### YOUR OBJECTIVE
Each line in the entries below that holds the string "parked" must be copied.

### DATA SHOWN
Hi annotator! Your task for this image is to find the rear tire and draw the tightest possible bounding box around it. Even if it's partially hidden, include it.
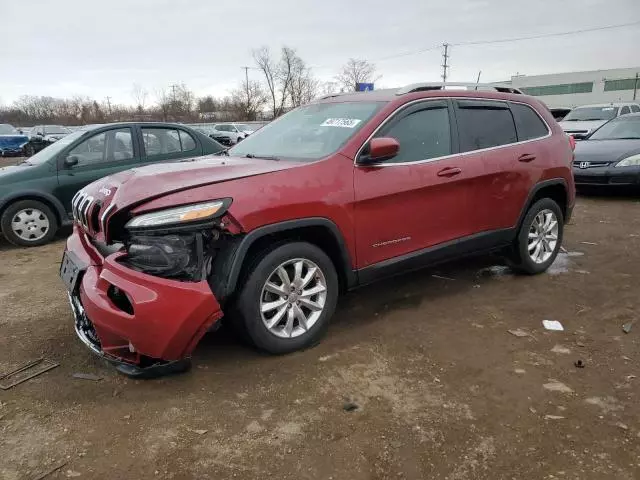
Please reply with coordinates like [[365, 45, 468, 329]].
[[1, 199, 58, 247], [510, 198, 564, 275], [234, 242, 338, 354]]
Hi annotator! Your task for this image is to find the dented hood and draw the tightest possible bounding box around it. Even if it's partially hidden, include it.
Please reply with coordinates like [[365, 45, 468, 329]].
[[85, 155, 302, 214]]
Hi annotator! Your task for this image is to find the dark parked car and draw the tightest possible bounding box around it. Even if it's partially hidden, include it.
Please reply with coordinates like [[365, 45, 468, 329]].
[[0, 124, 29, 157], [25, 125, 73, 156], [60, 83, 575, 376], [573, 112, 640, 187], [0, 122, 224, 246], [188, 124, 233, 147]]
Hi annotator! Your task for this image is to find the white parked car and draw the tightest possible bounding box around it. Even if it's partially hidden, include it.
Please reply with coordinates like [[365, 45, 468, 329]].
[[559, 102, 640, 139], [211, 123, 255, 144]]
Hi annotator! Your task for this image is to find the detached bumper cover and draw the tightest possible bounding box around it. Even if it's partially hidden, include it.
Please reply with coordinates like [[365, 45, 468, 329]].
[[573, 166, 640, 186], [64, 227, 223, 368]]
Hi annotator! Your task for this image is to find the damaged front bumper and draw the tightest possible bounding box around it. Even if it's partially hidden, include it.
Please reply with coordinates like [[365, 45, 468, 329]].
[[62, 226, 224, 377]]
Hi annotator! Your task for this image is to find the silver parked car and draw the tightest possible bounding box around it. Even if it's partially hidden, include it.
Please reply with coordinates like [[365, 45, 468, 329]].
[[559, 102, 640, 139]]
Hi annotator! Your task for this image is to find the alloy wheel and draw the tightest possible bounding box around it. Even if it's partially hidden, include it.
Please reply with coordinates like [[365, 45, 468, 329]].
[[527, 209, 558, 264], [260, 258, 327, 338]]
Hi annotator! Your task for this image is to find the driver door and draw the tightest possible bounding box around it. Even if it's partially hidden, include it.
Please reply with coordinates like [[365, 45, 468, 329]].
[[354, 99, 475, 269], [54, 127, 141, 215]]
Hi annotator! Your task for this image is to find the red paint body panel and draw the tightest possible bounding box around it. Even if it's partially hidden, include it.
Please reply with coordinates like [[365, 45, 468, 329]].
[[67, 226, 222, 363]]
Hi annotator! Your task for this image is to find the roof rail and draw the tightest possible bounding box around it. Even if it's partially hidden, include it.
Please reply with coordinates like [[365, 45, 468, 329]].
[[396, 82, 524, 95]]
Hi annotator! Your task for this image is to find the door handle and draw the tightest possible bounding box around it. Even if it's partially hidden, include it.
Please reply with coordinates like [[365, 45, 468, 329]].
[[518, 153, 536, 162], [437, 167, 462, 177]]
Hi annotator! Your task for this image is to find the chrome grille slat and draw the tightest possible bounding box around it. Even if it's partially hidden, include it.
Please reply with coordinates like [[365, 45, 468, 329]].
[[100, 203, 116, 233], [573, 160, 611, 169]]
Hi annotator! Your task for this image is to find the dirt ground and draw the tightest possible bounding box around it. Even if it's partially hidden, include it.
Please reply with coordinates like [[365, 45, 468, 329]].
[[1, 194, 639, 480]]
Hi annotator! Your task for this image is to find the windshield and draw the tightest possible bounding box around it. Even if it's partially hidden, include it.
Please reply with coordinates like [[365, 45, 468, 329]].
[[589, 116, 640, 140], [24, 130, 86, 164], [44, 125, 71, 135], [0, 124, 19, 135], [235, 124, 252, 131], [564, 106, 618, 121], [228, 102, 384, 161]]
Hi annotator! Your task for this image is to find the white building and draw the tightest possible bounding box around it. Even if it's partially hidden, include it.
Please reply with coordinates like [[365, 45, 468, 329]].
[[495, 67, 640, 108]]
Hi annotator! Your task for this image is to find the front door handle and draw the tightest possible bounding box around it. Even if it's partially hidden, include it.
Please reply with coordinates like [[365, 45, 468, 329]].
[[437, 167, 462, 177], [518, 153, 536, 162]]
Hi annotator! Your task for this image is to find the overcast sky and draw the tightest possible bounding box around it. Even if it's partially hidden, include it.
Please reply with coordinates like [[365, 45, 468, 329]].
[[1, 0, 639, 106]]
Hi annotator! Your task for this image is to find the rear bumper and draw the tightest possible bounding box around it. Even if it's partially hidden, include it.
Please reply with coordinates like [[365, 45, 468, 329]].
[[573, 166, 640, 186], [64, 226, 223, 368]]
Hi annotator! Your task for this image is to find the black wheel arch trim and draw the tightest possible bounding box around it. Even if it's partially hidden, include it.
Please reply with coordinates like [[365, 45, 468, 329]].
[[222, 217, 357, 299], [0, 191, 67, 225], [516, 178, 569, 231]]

### RESPONSE BOX
Hi annotator! Your task for this image is to find the dark parked car and draw the tightest possible bounding box around it. Even if it's partially hidden, include it.
Hi annotator! Your task for this image is to find the white parked car and draw the tightest possible bounding box around it. Even if it's partially hidden, include it.
Hi annotator! Your task for this image is to find the silver parked car and draw the tightest possible bounding box around it. Even if it's partially hidden, include it.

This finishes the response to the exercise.